YOUR TASKS:
- 1) Copy out part of the passage on Harvey Wheeler: begin at the words "Eugene became Harvey’s" and stop after "and Harvey Keitel.".
- 2) Please decide whether each statement agrees with the passage on Harvey Wheeler, answering yes or no and quoting the deciding words: (a) Harvey worked at the Center for the Study of Democratic Institutions for fifteen years; (b) the 1964 movie of 'Fail-Safe' starred George Clooney; (c) 'Fail-Safe' came about while Harvey was a professor at Washington and Lee.

DOCUMENT EXCERPT:
···
It isn’t surprising to learn that Harvey’s first book of note was academic in nature. Titled ‘The Conservative Crisis’, the book was an exploration of the Conservative party in America and the manner in which it was being forced to change in response to prevailing circumstances.
The book didn’t make any lasting waves, though that didn’t matter to the author who had moved to Santa Barbara to work at the Center for the Study of Democratic Institutions. Harvey occupied that particular role for fifteen years.
Things changed in the 1960s. The Cold War came into the picture, paving the way for a whole slew of fiction and nonfiction works exploring the possibility of nuclear war.
Names like Fletcher Knebel and Charles W Bailey were made during those days. American paranoia was at an all-time high, the result of the Cuban missile crisis, the building of the Berlin Wall and a litany of other potentially catastrophic occurrences that painted a bleak landscape.
SO Harvey Wheeler joined his colleagues in adding another title on the shelf preying on the fear of atomic disaster. ‘Fail-Safe’, Harvey’s first notable fictional work, was a big hit. The realism of the story Harvey told scared readers and added another notch to the quiver of fear that gripped the country.
‘Fail-Safe’ was the result of numerous short works that Harvey had produced beforehand, all of them exploring the possibility of nuclear disaster. ‘Fail-Safe’ came about during Harvey’s stint as a professor at Washington and Lee.
The author wrote the book with Eugene Burdick. As a naval officer and tutor at the Naval War College, Eugene had speculated on numerous occasions about the possibility of an accident sparking an American/Soviet nuclear confrontation.
Eugene became Harvey’s brain trust, providing him all the minutiae about war and, in particular, nuclear confrontation that he needed to add a sense of authenticity to his book. Even though the book is often marketed under Eugene’s name, it can be argued that Harvey Wheeler shepherded the writing process across the finish line.
‘Fail-Safe’ was a massive hit and it sparked a debate amongst readers who ruminated over the possibility of the events in its pages actually happening.
Harvey had the opportunity to see the book become a successful Sidney Lumet movie in 1964, starring the likes of Henry Fonda and Fritz Weaver. A second adaptation, a television version, was produced in 2000 and that one featured names like George Clooney and Harvey Keitel.
‘Fail-Safe’ encountered some controversy during its earlier years. Harvey was accused of plagiarizing a book called ‘Red Alert’ by Peter George, a British author. There are various differences between ‘Red Alert’ and ‘Fail-Safe’. However, the fact they both books told a story exploring a potential nuclear war between the Soviet Union and America raised a hullabaloo.
···
(Point-per-instance localization data)
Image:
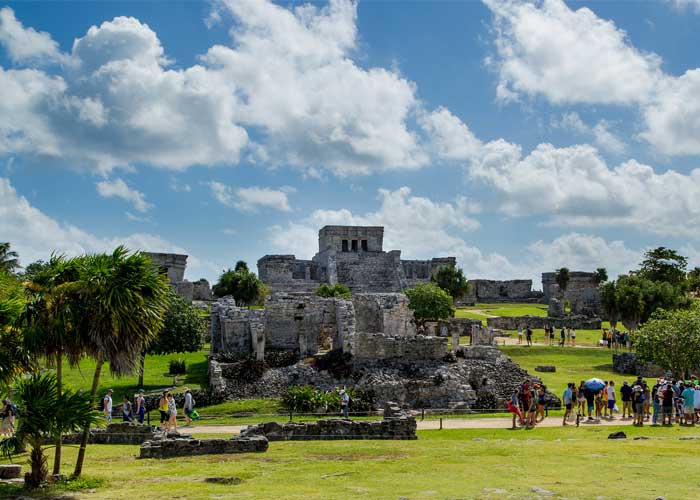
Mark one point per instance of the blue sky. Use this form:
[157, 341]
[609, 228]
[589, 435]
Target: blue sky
[517, 136]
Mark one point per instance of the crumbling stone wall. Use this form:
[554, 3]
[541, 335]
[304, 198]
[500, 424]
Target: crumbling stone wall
[515, 322]
[174, 447]
[373, 347]
[396, 425]
[581, 292]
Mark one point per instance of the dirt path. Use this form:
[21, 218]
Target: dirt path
[447, 423]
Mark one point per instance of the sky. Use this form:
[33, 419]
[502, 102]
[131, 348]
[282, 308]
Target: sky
[519, 137]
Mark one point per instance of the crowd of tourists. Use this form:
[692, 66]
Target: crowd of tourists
[665, 403]
[136, 411]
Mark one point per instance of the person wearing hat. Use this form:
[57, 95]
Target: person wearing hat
[344, 402]
[188, 407]
[107, 406]
[140, 403]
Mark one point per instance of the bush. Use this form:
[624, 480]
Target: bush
[337, 290]
[307, 399]
[336, 362]
[177, 367]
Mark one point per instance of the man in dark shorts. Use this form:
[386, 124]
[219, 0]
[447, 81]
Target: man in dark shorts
[626, 393]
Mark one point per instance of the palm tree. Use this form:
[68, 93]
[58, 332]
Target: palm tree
[121, 302]
[44, 415]
[47, 321]
[14, 359]
[9, 260]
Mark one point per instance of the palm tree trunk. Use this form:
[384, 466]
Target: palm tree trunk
[59, 386]
[143, 367]
[86, 432]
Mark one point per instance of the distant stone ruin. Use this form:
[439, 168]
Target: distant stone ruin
[174, 266]
[352, 256]
[581, 294]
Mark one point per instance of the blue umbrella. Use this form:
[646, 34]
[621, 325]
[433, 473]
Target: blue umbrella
[594, 384]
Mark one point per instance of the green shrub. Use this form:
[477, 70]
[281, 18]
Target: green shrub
[337, 290]
[177, 367]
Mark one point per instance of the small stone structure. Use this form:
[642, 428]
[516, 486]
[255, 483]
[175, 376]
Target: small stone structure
[515, 322]
[352, 256]
[174, 266]
[187, 447]
[396, 424]
[628, 364]
[118, 433]
[581, 293]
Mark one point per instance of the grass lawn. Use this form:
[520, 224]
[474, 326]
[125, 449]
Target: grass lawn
[155, 374]
[449, 464]
[572, 364]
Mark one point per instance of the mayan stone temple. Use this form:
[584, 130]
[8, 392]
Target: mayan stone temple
[350, 255]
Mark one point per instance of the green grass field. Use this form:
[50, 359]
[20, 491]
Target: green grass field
[155, 374]
[449, 464]
[572, 364]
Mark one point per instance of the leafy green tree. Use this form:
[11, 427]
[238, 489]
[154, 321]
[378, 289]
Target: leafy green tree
[429, 302]
[694, 280]
[671, 339]
[47, 322]
[44, 415]
[663, 265]
[452, 280]
[240, 283]
[9, 260]
[600, 275]
[14, 359]
[562, 277]
[338, 290]
[121, 301]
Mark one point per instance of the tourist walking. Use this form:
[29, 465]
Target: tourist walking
[344, 403]
[188, 407]
[127, 415]
[567, 399]
[107, 406]
[140, 402]
[7, 413]
[172, 414]
[163, 409]
[611, 398]
[626, 395]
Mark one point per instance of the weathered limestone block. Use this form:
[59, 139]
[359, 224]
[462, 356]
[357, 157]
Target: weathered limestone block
[168, 448]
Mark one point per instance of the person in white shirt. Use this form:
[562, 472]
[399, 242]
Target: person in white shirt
[107, 406]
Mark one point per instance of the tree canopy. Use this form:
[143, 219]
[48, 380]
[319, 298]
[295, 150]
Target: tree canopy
[183, 328]
[240, 283]
[663, 265]
[671, 339]
[429, 302]
[452, 280]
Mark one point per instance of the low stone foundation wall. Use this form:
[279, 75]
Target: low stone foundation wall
[515, 322]
[168, 448]
[396, 425]
[118, 433]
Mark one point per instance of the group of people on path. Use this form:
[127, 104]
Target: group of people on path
[136, 411]
[528, 405]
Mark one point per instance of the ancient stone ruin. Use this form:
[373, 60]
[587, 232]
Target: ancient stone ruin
[396, 424]
[581, 294]
[174, 266]
[352, 256]
[187, 447]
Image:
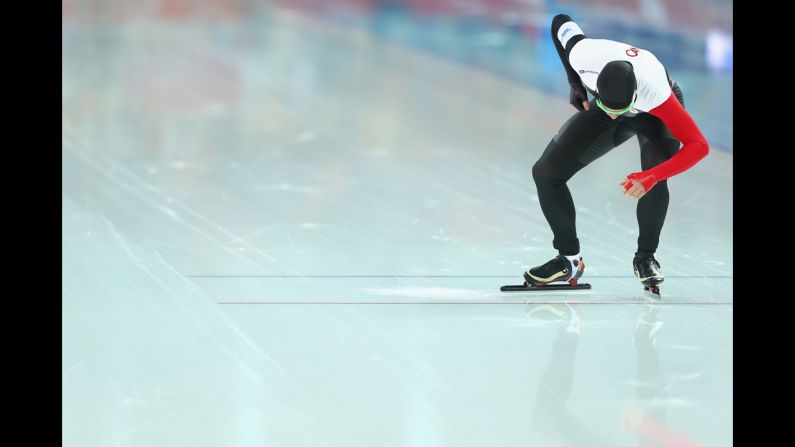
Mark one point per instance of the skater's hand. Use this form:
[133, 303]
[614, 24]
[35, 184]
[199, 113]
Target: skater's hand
[633, 188]
[637, 184]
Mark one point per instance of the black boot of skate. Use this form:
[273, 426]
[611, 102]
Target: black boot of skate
[647, 270]
[558, 269]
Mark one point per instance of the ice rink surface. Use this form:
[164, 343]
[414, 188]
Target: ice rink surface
[290, 233]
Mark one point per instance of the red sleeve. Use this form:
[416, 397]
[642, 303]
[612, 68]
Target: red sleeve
[679, 122]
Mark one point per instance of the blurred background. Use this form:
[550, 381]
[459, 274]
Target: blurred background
[286, 223]
[509, 38]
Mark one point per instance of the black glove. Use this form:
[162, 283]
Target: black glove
[577, 96]
[678, 93]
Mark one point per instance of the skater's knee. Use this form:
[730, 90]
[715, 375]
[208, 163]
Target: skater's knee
[543, 173]
[539, 171]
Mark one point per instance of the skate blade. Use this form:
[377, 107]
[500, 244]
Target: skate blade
[652, 292]
[548, 287]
···
TASK-BY-TASK OUTPUTS:
- 1)
Eugene became Harvey’s brain trust, providing him all the minutiae about war and, in particular, nuclear confrontation that he needed to add a sense of authenticity to his book. Even though the book is often marketed under Eugene’s name, it can be argued that Harvey Wheeler shepherded the writing process across the finish line.
‘Fail-Safe’ was a massive hit and it sparked a debate amongst readers who ruminated over the possibility of the events in its pages actually happening.
Harvey had the opportunity to see the book become a successful Sidney Lumet movie in 1964, starring the likes of Henry Fonda and Fritz Weaver. A second adaptation, a television version, was produced in 2000 and that one featured names like George Clooney and Harvey Keitel.

- 2)
(a) Yes: "Harvey occupied that particular role for fifteen years."
(b) No: "Harvey had the opportunity to see the book become a successful Sidney Lumet movie in 1964, starring the likes of Henry Fonda and Fritz Weaver. A second adaptation, a television version, was produced in 2000 and that one featured names like George Clooney and Harvey Keitel."
(c) Yes: "‘Fail-Safe’ came about during Harvey’s stint as a professor at Washington and Lee."